Your answer should reproduce the full set of records exactly as given.

• **Information supplied**:
________

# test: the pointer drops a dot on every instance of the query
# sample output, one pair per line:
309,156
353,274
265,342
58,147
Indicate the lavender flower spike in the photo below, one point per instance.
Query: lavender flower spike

________

• **Solution**:
# test: the pointer drops a dot on every instance of the query
# sample output, one pair per line:
309,156
353,274
265,342
58,147
Indicate the lavender flower spike in the photo below, one point per instance.
Query: lavender flower spike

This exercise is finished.